> [Descripción del problema]: Reúne todas las líneas de los ítems de abajo en las que aparezca la palabra "street". Las mayúsculas y minúsculas cuentan.
■ ■ ■ ■ ■ ■ ■
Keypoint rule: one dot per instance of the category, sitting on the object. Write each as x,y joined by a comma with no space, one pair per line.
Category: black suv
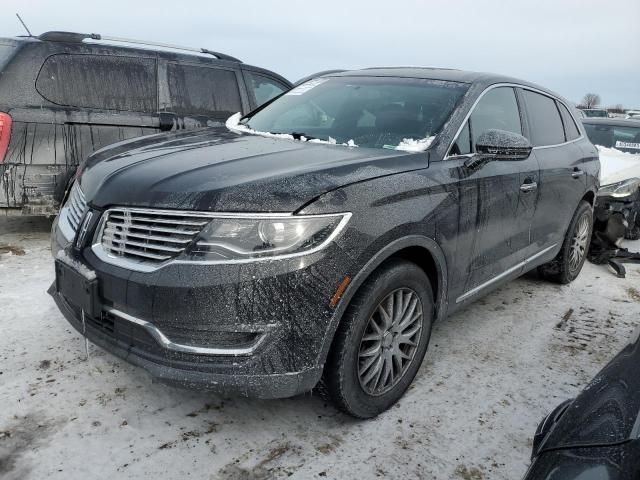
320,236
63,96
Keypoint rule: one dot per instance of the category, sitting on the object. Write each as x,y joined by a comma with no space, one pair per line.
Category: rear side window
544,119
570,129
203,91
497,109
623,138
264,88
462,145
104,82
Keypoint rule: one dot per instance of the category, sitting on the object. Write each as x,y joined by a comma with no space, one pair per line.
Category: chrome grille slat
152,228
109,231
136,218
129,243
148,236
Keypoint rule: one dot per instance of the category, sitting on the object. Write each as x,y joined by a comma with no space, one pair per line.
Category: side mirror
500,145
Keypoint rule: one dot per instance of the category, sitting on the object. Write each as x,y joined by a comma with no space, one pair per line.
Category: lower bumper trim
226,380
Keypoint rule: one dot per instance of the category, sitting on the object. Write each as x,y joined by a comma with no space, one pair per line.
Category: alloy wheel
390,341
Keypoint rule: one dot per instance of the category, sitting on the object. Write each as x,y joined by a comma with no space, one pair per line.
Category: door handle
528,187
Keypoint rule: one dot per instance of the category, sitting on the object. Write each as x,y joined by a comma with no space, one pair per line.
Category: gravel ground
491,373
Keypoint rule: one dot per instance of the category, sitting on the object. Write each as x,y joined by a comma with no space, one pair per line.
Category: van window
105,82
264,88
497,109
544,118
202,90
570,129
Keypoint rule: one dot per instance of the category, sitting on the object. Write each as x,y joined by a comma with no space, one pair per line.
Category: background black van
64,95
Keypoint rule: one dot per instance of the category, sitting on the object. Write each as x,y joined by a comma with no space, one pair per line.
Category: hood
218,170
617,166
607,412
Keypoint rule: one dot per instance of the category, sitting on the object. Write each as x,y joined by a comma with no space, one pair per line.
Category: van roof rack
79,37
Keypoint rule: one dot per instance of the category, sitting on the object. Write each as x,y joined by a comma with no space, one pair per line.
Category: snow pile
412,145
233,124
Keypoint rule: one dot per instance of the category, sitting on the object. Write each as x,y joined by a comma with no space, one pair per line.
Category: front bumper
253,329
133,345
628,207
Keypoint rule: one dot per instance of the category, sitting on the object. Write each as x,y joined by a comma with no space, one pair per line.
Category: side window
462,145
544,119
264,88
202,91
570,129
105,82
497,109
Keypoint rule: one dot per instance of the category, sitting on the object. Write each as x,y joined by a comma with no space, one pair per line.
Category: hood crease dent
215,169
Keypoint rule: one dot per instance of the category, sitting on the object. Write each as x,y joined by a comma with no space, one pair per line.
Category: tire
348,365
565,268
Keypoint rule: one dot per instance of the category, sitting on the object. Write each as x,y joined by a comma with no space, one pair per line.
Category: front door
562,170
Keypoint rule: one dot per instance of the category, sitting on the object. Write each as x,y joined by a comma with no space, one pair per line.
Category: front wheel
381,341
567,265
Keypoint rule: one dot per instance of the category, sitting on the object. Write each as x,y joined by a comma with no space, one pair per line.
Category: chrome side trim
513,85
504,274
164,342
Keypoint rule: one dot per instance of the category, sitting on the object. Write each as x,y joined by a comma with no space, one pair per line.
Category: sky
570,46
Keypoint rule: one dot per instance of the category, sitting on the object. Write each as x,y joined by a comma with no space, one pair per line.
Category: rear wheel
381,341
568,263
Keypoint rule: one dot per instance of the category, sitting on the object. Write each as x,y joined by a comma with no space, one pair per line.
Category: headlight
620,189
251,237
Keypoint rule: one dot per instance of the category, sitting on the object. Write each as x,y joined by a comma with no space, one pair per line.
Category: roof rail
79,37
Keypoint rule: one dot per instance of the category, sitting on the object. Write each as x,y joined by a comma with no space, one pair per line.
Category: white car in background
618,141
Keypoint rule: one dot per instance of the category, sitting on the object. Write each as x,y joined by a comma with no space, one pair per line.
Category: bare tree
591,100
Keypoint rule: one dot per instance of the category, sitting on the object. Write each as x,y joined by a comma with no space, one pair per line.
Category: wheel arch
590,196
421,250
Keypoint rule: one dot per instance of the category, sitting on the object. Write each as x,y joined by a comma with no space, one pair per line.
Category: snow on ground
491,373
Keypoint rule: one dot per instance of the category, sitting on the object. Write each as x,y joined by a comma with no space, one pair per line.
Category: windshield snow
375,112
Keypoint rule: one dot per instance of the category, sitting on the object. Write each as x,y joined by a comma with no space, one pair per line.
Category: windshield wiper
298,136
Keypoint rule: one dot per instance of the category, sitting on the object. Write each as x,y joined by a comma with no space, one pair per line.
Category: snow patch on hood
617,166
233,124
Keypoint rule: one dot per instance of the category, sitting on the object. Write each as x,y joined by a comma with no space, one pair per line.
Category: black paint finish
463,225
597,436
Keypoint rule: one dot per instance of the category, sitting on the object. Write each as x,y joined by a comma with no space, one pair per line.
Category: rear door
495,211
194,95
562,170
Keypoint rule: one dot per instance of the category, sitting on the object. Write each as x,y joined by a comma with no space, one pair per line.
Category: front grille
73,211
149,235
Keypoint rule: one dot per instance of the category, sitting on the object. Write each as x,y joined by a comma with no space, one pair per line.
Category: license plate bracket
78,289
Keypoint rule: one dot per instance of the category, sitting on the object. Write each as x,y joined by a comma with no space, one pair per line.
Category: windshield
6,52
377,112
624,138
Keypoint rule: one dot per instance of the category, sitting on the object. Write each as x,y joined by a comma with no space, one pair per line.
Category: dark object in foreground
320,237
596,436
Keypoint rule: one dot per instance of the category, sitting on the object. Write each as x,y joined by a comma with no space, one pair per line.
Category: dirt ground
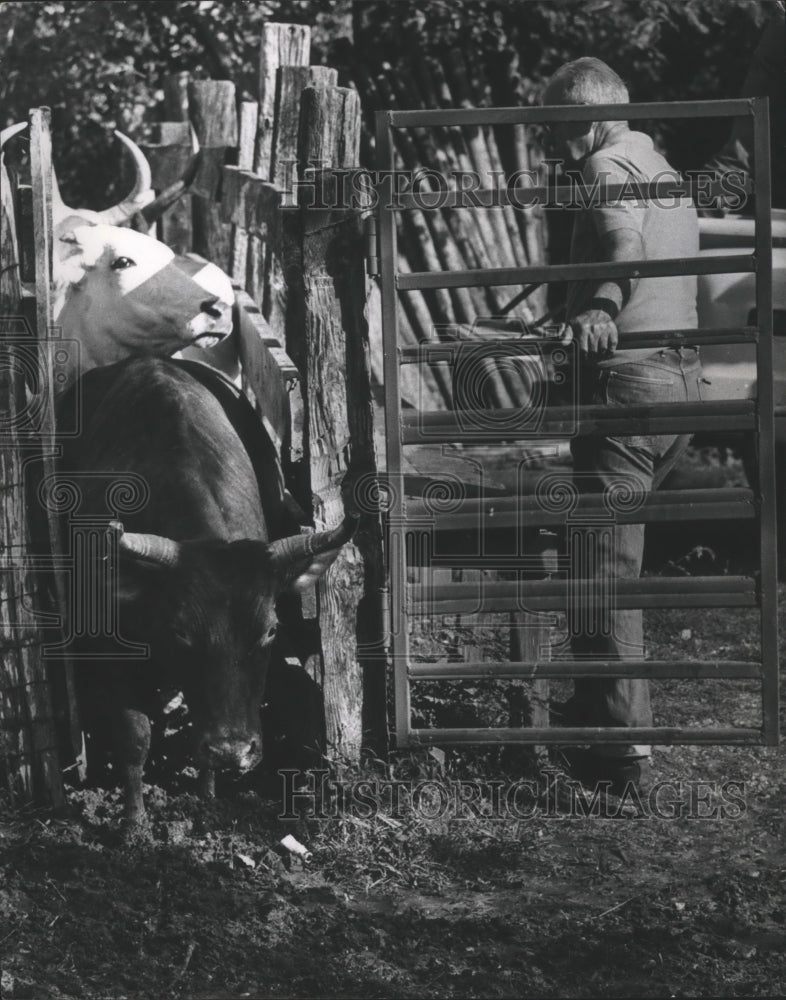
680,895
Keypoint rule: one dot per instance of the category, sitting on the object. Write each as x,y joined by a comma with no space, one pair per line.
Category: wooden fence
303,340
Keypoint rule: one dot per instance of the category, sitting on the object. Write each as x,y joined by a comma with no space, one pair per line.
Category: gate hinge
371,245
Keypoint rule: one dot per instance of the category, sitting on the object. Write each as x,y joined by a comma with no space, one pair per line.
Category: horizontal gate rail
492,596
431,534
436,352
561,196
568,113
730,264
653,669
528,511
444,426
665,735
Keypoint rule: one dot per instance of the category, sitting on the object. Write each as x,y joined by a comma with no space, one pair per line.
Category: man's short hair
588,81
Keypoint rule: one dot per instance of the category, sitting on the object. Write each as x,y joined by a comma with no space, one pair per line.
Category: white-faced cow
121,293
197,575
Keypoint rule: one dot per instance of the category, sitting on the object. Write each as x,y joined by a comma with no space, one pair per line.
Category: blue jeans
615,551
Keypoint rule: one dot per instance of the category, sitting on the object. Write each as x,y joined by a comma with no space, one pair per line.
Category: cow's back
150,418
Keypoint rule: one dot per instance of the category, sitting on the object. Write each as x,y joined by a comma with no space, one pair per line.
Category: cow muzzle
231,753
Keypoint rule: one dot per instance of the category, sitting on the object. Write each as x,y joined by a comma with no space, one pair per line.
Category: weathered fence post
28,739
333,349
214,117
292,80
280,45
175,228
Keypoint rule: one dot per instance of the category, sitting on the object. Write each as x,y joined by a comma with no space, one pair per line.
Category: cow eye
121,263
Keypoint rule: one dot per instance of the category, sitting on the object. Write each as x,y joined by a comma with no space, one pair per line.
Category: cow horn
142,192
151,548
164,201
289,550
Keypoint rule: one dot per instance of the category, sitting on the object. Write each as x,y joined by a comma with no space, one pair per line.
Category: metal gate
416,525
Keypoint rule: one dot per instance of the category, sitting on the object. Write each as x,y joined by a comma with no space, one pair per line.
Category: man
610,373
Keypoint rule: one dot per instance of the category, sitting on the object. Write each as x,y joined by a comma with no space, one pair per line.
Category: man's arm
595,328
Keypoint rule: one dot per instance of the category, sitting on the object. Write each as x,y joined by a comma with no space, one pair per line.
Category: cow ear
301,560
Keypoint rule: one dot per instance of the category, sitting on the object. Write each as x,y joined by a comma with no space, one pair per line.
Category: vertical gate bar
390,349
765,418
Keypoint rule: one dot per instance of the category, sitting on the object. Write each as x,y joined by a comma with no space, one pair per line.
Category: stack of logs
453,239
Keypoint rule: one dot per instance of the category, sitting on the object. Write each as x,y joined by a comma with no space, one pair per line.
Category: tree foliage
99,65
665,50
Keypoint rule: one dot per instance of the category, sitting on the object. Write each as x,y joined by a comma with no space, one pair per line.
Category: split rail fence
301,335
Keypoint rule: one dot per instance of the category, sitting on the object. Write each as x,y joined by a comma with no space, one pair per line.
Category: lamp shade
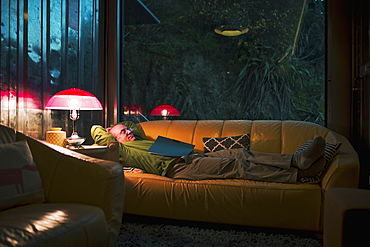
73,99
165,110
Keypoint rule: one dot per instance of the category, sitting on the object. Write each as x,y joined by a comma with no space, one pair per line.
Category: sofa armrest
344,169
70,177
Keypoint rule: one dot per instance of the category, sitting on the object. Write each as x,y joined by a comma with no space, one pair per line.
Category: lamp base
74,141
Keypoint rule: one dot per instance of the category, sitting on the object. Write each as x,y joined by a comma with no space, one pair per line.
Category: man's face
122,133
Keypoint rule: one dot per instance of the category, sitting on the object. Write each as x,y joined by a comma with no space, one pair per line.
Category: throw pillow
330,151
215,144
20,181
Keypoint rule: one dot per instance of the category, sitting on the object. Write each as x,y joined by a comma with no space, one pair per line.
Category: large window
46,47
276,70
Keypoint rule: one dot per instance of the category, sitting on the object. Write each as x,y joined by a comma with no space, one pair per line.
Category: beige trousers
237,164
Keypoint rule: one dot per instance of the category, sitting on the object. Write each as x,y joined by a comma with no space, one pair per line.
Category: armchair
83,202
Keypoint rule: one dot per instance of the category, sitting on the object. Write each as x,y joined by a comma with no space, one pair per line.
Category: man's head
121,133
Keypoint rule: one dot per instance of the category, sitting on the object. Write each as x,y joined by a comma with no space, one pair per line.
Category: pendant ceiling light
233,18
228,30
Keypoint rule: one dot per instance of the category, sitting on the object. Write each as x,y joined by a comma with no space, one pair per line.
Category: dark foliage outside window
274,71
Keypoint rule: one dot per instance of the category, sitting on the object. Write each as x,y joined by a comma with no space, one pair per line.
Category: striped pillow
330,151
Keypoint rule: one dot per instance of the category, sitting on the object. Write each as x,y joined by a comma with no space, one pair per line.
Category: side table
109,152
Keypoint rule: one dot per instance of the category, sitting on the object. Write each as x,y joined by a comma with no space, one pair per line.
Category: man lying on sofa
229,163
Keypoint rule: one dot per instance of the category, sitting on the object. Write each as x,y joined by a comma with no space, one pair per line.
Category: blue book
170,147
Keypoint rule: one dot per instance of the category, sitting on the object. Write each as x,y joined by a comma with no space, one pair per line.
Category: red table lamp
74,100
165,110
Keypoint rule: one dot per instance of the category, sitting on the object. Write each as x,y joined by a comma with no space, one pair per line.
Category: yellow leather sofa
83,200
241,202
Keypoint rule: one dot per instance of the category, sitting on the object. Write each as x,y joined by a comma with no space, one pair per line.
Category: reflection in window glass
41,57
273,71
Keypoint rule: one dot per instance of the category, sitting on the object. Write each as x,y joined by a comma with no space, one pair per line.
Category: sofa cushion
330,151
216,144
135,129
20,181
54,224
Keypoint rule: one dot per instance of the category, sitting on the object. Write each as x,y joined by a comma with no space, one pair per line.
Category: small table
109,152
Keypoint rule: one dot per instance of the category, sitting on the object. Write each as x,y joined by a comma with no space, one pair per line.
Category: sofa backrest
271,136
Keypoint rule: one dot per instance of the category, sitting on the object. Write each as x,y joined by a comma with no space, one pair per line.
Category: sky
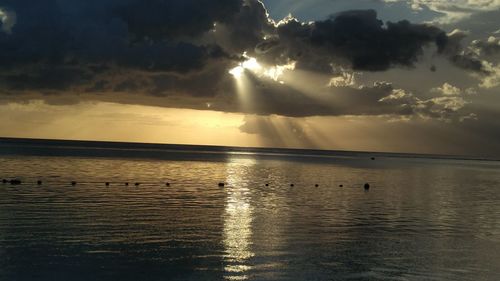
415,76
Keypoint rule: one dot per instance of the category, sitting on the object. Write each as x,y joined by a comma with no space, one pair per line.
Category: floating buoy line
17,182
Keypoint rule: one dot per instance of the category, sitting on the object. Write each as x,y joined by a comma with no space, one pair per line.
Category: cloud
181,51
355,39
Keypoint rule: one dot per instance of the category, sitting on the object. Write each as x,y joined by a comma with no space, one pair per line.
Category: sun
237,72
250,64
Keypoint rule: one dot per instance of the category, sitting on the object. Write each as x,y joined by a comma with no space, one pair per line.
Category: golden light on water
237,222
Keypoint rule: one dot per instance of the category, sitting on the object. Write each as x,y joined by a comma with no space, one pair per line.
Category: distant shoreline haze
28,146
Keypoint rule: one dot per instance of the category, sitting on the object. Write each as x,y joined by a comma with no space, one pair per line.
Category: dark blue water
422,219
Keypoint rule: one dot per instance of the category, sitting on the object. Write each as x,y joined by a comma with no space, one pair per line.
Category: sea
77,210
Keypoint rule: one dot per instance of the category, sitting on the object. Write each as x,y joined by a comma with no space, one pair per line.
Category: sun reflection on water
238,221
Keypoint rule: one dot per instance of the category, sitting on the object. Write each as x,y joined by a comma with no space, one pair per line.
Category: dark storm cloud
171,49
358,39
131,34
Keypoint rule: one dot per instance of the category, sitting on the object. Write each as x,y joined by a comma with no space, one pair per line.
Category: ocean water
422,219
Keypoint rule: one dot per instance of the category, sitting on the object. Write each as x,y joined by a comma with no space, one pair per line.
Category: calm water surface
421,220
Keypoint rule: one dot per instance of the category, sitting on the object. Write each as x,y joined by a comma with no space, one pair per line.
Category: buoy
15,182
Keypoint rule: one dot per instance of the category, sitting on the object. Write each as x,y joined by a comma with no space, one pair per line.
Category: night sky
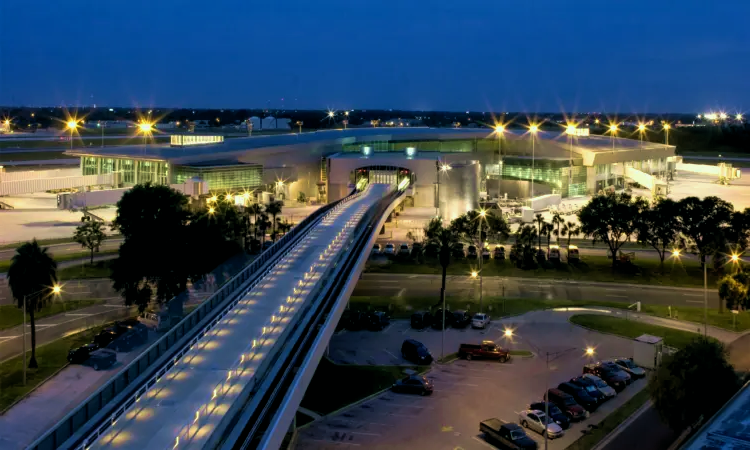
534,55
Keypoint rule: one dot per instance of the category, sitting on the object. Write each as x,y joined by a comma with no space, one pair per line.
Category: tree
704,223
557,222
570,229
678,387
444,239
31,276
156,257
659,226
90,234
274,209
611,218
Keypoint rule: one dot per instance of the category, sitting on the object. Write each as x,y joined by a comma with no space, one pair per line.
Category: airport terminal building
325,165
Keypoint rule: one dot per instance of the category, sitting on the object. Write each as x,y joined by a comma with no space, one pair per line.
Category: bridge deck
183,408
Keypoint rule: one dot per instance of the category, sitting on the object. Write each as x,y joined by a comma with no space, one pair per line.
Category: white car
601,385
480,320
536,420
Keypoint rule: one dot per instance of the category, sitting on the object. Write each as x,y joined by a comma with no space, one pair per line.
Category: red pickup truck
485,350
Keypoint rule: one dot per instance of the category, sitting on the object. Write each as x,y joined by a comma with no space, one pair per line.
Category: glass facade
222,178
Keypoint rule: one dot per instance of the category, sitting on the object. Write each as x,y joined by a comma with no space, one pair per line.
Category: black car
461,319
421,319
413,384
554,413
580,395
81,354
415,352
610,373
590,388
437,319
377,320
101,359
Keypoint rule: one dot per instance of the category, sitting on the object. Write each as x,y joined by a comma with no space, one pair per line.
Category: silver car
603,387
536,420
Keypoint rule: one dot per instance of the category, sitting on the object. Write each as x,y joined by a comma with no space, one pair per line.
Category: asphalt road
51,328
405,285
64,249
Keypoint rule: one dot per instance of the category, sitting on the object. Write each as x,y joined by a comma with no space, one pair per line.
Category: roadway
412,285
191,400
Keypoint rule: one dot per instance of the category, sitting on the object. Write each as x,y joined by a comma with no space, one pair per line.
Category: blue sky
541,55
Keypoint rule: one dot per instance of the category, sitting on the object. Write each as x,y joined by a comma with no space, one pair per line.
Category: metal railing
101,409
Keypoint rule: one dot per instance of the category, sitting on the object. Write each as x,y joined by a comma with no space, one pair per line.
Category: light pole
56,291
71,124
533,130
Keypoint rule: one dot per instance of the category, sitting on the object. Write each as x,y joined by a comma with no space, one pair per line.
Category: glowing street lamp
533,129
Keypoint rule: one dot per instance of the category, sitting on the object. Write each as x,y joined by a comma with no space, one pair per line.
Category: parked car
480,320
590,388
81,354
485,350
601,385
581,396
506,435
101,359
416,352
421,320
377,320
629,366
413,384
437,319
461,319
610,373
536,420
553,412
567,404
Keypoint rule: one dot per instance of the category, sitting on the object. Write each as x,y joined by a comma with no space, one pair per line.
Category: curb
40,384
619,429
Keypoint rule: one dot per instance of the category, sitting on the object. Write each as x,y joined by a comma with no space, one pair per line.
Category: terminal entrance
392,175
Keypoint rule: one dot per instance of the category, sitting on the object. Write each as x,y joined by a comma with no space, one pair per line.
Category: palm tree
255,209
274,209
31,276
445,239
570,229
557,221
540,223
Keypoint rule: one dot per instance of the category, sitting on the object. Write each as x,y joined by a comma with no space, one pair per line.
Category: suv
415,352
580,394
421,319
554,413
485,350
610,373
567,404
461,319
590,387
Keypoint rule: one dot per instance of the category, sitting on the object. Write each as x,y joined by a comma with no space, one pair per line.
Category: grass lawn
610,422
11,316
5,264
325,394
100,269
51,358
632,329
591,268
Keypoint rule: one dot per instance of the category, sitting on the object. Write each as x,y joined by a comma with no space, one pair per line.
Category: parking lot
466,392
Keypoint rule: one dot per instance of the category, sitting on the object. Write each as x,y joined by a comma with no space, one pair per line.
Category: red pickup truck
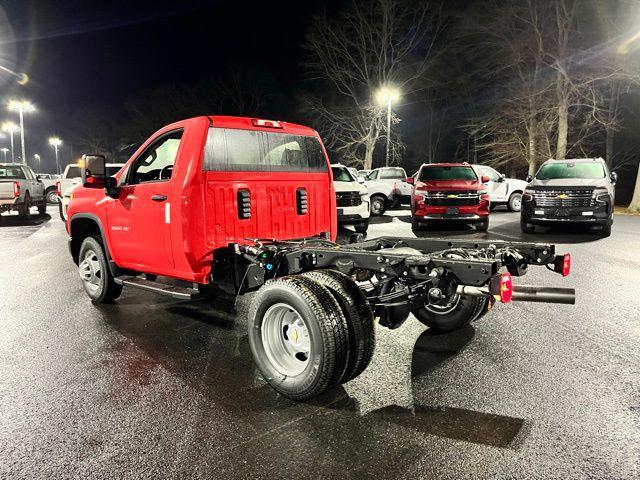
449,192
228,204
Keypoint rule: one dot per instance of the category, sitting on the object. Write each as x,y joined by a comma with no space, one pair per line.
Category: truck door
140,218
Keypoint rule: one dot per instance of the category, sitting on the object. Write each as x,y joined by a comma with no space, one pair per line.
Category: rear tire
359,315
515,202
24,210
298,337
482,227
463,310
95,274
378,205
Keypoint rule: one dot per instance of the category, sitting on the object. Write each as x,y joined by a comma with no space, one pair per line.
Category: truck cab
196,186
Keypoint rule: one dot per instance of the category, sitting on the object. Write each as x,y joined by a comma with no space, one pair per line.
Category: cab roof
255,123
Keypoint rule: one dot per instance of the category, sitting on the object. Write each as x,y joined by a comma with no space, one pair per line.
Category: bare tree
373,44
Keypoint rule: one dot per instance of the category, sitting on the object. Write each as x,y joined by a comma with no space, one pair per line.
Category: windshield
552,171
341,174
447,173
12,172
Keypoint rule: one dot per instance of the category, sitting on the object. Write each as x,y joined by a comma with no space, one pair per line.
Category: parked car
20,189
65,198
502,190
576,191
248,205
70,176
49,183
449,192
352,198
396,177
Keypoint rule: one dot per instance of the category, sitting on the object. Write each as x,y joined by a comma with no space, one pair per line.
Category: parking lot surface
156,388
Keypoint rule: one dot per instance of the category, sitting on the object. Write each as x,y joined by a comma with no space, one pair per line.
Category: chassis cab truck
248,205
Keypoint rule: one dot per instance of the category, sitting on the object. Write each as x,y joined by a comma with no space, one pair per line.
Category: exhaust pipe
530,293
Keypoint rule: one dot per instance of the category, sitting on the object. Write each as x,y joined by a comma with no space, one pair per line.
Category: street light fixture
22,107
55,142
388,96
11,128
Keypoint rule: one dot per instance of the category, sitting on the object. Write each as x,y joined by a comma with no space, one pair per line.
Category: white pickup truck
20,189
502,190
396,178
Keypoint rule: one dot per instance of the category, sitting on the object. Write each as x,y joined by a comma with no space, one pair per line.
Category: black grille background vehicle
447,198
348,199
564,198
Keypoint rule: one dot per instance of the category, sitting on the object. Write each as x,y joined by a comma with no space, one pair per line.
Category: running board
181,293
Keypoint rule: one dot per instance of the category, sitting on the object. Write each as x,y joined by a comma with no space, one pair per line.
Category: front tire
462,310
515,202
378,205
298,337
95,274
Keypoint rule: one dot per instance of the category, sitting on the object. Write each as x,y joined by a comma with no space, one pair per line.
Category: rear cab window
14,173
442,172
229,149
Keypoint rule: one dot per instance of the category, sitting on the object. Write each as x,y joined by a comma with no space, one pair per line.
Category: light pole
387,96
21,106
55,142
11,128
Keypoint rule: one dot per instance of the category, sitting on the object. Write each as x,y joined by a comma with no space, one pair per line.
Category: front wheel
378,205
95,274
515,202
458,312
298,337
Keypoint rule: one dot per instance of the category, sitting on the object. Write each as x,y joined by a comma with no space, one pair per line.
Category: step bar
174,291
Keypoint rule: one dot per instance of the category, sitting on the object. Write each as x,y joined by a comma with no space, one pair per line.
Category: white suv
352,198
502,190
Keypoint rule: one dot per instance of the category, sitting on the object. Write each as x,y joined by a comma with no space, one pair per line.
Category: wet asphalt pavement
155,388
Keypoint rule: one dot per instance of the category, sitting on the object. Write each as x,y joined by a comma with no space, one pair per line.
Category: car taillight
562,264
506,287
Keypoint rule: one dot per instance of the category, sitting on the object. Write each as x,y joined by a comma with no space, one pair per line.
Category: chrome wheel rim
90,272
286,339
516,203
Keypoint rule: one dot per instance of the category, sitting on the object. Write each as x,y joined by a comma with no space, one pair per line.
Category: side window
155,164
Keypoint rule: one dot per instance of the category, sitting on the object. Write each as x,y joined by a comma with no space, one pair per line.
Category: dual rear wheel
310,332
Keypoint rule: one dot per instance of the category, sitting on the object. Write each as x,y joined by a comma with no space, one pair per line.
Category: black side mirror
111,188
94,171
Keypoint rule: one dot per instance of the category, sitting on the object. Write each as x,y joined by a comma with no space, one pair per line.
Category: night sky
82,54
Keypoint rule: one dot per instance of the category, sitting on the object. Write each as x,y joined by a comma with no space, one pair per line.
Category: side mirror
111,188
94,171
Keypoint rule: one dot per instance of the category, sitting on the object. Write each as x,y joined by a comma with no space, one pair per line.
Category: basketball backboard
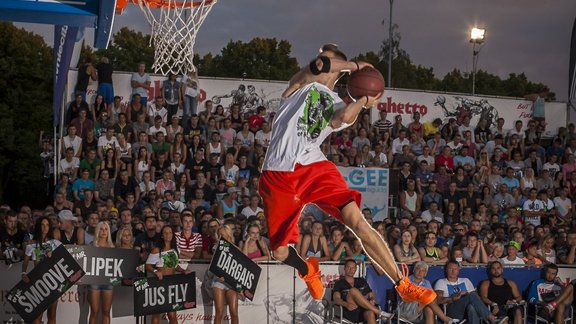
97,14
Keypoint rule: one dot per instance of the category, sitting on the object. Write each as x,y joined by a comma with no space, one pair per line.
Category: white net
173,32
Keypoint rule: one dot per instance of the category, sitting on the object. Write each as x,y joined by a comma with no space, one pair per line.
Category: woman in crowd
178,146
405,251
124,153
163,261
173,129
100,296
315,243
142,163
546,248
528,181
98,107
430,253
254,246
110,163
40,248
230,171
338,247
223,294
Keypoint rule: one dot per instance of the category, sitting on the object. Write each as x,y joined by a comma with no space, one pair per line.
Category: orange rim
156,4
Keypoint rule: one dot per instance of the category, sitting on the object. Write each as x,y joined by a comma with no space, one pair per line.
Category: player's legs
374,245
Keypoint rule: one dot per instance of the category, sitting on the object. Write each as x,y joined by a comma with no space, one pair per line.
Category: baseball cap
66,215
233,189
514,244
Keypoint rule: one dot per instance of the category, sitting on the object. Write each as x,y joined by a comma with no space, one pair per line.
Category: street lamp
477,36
■ ■ ■ ■ ■ ■ ■
> [Resultado]:
Category: glowing street lamp
Category: street light fixture
Category: street lamp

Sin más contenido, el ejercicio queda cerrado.